▶ [Texte source]:
Hunter est une jeune femme dont la vie semble réussie. Elle habite une grande et belle maison avec son mari Richie Conrad, issu d’une famille aisée, et gère avec efficacité son quotidien. Pourtant, le jour où elle tombe enceinte, tout bascule.
Swallow est une œuvre hybride. Réalisé par Carlo Mirabella-Davis, ce premier film suit le parcours de Hunter, jeune femme au foyer, dont le mari, Richie, vient d’acquérir une nouvelle maison. Elle doit alors apprendre à jouer le rôle qui lui est dévolu : celui de poupée de cire (belle et souriante) ainsi que de mère porteuse de la future lignée des Conrad. Le cinéaste ne cache pas ses inspirations. Alors que Hunter est atteinte du syndrome de Pica (qui consiste à avaler des objets en tout genre : cela va de la bille au tournevis en passant par des petites figurines en porcelaine), il nous parle de sa grand-mère, femme au foyer dans les années 1950 qui était devenue maniaque pour tenter de mettre de l’ordre dans sa vie. Elle se lavait les mains plusieurs fois par jour allant jusqu’à utiliser douze bouteilles d’alcool ménager par semaine. Pour ces raisons, elle fut lobotomisée et perdit alors l’odorat et le goût. Mirabella-Davis est profondément marqué par cette histoire et souhaite, en 2019, parler de la détresse émotionnelle de ces femmes au foyer oppressées par l’ennui de leur quotidien, mais également par la culpabilité.
Tout au long du film, Hunter doit remercier à la fois son mari, mais aussi sa belle-mère pour l’honneur qu’ils lui font de l’accepter dans cette famille ; elle, vendeuse de moins que rien. Ainsi, pour elle, avaler des objets est une prise en main de sa vie. Elle est fière quand elle avale sa première bille, car elle a le contrôle. Puis les trophées (car ce sont des trophées) s’accumulent et son estime d’elle-même grandit. Elle est plus heureuse. Lorsqu’elle apprend qu’elle est enceinte (c’est à ce moment-là que le syndrome se déclenche), elle a perdu son corps. Il ne lui appartient plus. Richie annonce au téléphone un « nous allons avoir un enfant » lourd de sens : il s’est entièrement approprié le corps de Hunter. Elle est devenue sa chose, le ventre qui héberge son futur enfant — pour lui et ses beaux-parents, pas pour elle. La question du choix et du désir ne se pose même pas. Pour Hunter c’est un véritable parcours du combattant qui s’engage pour regagner sa dignité et retrouver sa personnalité. Loin d’être une femme superficielle, Hunter a mille visages. Interprétée à la perfection par Haley Bennett (que nous allons suivre avec grande attention et qui est également productrice du film) qui réussit, avec très peu de paroles et de gestes à faire passer toutes les émotions et les sentiments contradictoires qui submergent Hunter. C’est une performance impressionnante de la détresse et de l’étouffement, si communicative.

▶ [Matériel fourni]:
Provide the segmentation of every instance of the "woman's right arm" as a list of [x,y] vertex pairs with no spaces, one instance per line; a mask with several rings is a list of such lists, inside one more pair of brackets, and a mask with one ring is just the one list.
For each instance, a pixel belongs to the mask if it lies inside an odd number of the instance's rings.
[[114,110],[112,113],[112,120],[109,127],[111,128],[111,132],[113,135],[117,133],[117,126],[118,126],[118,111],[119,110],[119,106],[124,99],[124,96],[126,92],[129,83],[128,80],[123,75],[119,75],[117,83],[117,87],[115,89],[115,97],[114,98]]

▶ [À faire]:
Répondez à ces questions d'après le texte sur le film Swallow :
(a) Qui a réalisé le film ?
(b) Combien de bouteilles d'alcool ménager la grand-mère du cinéaste utilisait-elle par semaine ?
(c) Quelle actrice interprète Hunter, et quel autre rôle tient-elle pour le film ?

▶ [Réponse]:
(a) Carlo Mirabella-Davis.
(b) Douze.
(c) Haley Bennett, qui est aussi productrice du film.